_Input for this task:_
# # #
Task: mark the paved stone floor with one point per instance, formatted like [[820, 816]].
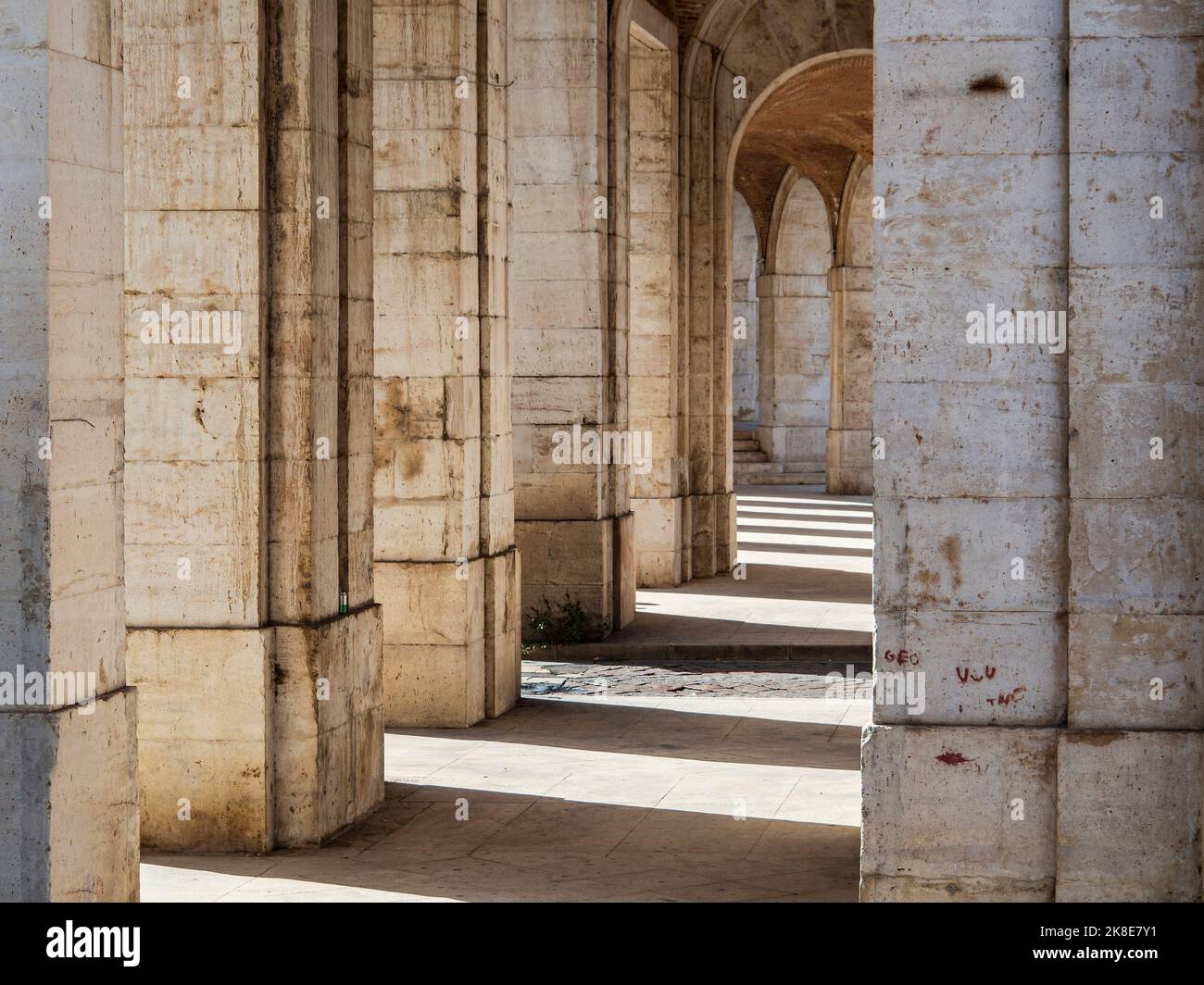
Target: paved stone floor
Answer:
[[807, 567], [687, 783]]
# # #
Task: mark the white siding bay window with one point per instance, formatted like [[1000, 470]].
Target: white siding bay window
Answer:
# # #
_What needs to be done:_
Copy out the entries line for line, beginning with the line that contains "Task: mark the paved" and ending with the line that contains "[[807, 567], [687, 783]]", and leave the pictures out.

_Complete answer:_
Task: mark the paved stone floor with one point per instance, formatted like [[820, 816]].
Target: paved stone floor
Answer:
[[807, 567], [687, 783]]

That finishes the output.